Extrait du document:
--- --- ---

Vous avez fait vos classes à l'École de Danse. Lorsque vous regardez des danseurs d'autres compagnies, décelez-vous des différences de technique liées à la formation ?
Bien sûr, et même d'énormes différences. À commencer par le travail du dos qu'on peut trouver en Russie ou dans l'école cubaine. On m'a dit beaucoup de choses sur mon dos à l'École de danse mais clairement pas les bonnes. J'ai finalement beaucoup plus appris et travaillé mon dos une fois dans le corps de ballet. C'est en regardant des danseurs invités à l'Opéra que j'ai pris conscience de cela. Je me souviens en particulier de l'entrée sur scène d'un des frères Bubenicek : sa tenue de dos était telle qu'on aurait cru impossible de le faire bouger. Et cela sans rigidité, car ce danseur était à la fois souple, fluide et très rapide. Pour être honnête, à l'Opéra, certaines personnes sont tout de même attentives au dos, en particulier Jean-Guillaume Bart ou, de façon différente, Gilles Isoar, mais ce n'est pas à l'École de danse qu'on m'a sensibilisé à ça… Au-delà de ce point très précis, je pense par ailleurs qu'on ne nous laisse pas suffisamment la possibilité de nous lancer dans la technique et que les choses difficiles sont abordées trop tard. On a tendance à trop suivre l'adage : "Mieux valent deux pirouettes propres que cinq ratées !". Or les danseurs qui tournent aujourd'hui dans le monde entier faisaient déjà cinq ou six pirouettes quand ils étaient très jeunes. Ces pirouettes étaient sans doute parfois un peu sales, mais ils ont appris à les placer. Attendre de faire parfaitement deux tours avant d'essayer un troisième c'est fatalement du temps perdu et, au bout du compte, on n'a pas appris à tourner.

--- --- ---

Matériel présenté:
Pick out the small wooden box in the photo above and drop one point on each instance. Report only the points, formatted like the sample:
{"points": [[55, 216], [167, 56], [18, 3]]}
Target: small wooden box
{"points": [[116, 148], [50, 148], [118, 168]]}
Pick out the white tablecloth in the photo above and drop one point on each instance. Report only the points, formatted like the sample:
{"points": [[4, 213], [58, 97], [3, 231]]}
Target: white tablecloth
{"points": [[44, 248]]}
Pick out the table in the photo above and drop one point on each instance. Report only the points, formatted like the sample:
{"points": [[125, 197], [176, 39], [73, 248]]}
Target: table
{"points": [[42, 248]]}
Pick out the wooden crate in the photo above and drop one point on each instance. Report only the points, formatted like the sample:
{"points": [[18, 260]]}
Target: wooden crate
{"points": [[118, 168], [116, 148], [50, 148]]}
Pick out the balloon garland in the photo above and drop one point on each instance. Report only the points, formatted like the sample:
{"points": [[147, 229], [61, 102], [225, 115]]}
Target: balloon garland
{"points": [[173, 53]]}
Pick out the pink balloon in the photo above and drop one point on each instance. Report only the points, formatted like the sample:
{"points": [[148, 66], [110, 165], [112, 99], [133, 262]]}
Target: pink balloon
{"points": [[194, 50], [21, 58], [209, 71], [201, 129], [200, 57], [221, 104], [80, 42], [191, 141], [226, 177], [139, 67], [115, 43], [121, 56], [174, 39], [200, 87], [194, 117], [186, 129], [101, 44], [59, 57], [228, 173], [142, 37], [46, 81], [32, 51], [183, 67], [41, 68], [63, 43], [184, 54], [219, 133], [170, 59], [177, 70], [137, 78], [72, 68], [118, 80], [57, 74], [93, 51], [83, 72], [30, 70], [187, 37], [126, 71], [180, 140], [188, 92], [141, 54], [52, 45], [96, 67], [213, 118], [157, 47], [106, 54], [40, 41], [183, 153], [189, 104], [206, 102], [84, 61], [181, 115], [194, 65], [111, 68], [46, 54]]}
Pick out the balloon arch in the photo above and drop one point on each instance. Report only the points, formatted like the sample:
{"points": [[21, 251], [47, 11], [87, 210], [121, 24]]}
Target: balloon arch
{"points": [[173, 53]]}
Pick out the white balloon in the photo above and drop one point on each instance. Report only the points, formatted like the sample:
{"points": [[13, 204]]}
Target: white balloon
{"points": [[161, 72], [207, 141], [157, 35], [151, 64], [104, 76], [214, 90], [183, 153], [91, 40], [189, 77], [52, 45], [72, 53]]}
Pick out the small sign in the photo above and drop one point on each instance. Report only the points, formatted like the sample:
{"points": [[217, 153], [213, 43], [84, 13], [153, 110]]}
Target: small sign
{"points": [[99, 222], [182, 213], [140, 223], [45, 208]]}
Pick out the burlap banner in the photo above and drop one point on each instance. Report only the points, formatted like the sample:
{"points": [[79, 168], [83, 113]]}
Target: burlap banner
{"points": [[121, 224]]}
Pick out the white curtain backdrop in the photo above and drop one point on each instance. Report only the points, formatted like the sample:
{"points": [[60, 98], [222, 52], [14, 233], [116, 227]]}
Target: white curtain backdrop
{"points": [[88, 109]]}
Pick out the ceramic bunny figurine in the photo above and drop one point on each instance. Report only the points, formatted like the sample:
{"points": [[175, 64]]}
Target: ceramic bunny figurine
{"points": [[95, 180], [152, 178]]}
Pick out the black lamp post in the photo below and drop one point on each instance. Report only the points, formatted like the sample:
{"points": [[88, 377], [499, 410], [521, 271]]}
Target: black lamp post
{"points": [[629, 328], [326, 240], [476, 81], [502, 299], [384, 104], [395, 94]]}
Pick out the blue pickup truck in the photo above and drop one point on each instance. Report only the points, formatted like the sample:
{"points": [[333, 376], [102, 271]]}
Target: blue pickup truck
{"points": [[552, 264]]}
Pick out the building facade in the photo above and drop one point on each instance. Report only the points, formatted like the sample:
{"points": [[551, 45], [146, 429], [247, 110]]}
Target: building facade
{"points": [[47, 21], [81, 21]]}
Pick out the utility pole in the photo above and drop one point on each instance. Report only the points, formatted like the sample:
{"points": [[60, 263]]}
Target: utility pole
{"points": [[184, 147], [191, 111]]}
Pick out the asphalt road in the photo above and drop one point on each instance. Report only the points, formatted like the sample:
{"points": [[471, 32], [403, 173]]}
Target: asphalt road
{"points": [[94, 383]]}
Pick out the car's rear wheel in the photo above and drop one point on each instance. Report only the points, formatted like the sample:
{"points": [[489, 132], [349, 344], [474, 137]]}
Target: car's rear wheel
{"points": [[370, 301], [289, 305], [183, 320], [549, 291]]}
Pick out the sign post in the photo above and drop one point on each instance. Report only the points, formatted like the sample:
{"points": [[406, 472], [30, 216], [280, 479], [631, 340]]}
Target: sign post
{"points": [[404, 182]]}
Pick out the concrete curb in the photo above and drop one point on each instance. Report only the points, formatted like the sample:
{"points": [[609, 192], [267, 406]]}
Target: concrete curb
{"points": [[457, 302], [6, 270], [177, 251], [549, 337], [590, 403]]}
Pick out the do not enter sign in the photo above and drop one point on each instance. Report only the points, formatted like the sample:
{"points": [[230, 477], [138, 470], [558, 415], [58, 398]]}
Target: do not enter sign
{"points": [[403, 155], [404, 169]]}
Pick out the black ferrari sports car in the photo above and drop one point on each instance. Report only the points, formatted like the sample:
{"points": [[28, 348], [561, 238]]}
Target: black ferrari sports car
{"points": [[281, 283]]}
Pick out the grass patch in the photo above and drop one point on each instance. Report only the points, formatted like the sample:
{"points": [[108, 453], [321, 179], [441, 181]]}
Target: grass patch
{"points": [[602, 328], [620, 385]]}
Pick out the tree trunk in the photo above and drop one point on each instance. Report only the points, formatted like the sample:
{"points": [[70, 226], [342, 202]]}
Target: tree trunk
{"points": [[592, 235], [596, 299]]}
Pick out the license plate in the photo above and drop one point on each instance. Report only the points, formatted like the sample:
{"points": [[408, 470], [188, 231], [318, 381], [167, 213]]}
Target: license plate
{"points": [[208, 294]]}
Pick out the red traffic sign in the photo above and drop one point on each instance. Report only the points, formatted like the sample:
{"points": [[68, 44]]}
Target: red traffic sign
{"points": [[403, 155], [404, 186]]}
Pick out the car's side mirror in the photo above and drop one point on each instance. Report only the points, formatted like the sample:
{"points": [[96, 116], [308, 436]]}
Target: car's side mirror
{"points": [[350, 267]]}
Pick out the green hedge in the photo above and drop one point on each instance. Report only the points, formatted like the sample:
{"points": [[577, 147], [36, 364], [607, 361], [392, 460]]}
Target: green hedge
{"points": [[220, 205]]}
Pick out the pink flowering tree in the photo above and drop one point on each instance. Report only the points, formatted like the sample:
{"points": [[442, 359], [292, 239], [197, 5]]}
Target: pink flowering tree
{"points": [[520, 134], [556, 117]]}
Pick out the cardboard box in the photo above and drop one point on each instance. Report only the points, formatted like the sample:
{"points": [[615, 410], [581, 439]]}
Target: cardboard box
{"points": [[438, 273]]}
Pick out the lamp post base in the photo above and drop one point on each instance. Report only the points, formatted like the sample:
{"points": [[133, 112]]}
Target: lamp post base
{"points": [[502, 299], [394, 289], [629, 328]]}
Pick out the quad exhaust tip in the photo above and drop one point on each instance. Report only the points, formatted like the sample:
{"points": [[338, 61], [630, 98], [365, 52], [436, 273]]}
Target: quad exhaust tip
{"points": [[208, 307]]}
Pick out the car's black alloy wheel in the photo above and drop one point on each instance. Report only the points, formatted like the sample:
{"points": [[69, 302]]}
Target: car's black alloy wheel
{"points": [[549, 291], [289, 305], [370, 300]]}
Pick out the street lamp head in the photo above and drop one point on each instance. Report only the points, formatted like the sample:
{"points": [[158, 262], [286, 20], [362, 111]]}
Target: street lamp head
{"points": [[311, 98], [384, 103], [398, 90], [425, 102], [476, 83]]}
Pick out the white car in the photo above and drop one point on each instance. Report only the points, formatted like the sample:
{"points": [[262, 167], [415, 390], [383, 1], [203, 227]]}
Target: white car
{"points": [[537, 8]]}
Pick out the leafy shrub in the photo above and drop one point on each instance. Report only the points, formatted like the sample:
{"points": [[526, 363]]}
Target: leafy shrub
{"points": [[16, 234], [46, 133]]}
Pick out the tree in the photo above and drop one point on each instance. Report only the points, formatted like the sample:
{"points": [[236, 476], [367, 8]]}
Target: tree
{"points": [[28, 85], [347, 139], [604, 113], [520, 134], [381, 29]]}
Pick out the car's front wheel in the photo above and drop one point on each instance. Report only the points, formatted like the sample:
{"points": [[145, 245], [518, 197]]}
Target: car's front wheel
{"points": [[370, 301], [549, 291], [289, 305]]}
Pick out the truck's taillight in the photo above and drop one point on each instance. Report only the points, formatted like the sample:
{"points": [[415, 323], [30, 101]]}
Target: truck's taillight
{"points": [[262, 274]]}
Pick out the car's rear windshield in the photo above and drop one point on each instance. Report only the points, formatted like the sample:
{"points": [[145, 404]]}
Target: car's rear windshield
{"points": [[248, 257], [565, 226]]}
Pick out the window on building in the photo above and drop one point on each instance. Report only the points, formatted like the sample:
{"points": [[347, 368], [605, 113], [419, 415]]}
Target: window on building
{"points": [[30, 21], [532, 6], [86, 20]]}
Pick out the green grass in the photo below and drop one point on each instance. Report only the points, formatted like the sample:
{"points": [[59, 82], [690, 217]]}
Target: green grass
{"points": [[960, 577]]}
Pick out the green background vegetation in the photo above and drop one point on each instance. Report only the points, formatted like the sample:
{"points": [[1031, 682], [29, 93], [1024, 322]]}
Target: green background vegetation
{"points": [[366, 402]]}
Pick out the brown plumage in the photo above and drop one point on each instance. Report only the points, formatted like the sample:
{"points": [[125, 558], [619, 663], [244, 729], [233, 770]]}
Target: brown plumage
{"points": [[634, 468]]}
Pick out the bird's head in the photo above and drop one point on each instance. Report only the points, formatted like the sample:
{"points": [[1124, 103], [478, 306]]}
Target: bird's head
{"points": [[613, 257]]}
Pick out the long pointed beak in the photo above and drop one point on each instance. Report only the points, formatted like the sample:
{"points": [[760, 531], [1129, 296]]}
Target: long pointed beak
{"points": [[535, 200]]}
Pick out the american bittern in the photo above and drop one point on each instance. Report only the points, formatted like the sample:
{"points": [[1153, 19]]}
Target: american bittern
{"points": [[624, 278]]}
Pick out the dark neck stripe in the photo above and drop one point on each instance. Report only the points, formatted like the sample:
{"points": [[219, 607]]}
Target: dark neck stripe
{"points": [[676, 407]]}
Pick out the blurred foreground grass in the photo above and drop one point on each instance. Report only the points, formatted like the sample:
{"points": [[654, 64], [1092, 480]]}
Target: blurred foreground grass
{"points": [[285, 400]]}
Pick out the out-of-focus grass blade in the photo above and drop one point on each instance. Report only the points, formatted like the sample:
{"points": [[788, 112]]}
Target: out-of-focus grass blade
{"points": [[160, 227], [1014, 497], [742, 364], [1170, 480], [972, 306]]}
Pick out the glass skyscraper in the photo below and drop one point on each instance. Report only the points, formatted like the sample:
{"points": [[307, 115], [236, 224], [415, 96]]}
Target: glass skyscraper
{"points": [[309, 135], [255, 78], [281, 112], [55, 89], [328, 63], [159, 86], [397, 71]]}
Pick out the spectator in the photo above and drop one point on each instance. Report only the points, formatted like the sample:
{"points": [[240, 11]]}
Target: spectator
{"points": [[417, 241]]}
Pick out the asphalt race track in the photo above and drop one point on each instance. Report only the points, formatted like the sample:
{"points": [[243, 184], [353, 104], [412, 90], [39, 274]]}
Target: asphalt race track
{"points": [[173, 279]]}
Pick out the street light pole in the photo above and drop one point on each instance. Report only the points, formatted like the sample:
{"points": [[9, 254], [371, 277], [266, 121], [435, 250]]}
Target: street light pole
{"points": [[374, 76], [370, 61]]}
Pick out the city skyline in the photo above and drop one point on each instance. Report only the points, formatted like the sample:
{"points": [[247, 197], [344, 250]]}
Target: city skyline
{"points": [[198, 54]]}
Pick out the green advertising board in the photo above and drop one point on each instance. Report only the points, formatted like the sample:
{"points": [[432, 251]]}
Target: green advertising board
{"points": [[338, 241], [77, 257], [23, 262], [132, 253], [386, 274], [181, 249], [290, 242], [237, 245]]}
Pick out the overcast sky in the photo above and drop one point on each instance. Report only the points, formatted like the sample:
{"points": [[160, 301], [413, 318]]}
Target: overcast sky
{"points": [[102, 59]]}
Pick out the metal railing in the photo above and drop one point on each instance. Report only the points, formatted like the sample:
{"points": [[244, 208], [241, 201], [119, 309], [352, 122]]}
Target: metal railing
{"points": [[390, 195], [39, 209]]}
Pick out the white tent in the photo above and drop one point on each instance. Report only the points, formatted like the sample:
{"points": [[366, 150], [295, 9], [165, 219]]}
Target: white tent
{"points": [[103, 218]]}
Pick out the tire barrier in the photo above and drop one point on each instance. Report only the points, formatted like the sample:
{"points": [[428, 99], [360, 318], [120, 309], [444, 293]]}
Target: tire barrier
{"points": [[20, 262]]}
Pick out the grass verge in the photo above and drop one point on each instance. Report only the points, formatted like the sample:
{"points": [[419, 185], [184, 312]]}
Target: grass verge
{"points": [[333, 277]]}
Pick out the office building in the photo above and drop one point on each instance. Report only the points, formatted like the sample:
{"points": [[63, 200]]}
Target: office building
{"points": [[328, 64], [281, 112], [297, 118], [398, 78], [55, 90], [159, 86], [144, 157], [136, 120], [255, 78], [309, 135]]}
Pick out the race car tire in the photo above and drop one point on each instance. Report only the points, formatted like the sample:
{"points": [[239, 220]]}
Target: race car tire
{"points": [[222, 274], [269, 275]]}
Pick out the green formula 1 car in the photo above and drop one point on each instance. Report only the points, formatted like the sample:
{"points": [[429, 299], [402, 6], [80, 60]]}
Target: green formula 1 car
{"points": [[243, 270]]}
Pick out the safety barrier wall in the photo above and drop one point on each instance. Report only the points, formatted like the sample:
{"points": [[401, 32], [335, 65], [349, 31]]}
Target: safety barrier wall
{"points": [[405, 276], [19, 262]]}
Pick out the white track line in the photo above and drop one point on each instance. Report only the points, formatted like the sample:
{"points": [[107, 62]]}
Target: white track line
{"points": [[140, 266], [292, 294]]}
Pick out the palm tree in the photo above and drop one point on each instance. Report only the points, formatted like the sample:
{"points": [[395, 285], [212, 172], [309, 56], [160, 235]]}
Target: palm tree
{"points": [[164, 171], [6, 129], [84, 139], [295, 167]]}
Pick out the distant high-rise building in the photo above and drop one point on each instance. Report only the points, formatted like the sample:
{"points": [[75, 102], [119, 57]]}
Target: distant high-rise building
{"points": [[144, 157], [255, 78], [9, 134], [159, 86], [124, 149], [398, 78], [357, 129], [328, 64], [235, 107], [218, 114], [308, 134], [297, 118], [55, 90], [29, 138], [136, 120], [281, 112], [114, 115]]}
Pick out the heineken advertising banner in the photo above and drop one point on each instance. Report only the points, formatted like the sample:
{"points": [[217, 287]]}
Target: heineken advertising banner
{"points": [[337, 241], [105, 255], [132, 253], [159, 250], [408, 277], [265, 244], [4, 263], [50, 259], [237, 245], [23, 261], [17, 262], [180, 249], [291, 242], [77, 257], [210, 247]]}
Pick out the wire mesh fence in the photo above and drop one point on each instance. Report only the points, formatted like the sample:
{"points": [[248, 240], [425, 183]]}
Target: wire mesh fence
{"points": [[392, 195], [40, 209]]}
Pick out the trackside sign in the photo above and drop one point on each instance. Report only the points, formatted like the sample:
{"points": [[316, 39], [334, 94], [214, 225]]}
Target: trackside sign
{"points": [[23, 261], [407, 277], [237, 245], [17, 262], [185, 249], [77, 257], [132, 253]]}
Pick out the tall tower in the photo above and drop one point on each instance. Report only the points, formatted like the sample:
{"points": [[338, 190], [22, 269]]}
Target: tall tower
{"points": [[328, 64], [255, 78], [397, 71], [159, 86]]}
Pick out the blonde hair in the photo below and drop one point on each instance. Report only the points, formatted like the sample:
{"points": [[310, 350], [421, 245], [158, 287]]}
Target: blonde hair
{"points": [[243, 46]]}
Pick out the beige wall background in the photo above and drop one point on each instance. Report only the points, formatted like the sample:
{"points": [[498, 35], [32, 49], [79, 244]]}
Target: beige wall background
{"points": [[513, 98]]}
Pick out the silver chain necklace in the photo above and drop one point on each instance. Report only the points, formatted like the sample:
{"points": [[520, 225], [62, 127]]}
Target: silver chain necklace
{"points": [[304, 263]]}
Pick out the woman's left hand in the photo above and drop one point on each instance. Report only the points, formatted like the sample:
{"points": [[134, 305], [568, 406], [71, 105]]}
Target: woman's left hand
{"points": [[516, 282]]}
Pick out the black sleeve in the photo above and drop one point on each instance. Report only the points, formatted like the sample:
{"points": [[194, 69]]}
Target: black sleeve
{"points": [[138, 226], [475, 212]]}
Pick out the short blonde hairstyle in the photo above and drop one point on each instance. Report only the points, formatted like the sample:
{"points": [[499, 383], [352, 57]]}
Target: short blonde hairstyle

--- --- ---

Consigne: Pouvez-vous prolonger l'entretien sur la formation des danseurs en reprenant juste après sa dernière phrase ?

Réponse proposée:
Et le style…
Heureusement pour nous, notre formation à l'École de danse reste encore très attachée au style et à la qualité du mouvement, lequel représente pour moi l'essentiel de la danse. Par ailleurs, lorsqu'il m'arrive d'assister à des galas de solistes internationaux ou tout simplement d'aller voir d'autres compagnies qui tournent en France, j'ai l'impression que tout un pan du monde de la danse se dirige vers une virtuosité quelque peu stérile. Ma seule envie est alors de dire que, dans le secteur de la gymnastique ou même dans certaines danses de rue, les interprètes parviennent à surpasser en spectaculaire et en rapidité ce que font ces danseurs. Or je ne suis pas certain du tout que ce côté spectaculaire soit ce qui doive définir un danseur. Suivis par un public très friand de démonstrations, de nombreux interprètes accordent trop d'importance à ce qui est un moyen et non une fin en soi. L'essence de la danse, c'est le style, avec ce que cela comprend comme variété de nuances jusqu'au swing. Fred Astaire, à ce titre, est l'interprète que je placerais en tête des danseurs classiques que j'admire. Pour moi il définit mieux que quiconque le mot "danse". Je le regarde faire deux pas, et j'ai déjà envie de danser…
Le brio d'une technique n'est-il pas parfois ennemi du style ?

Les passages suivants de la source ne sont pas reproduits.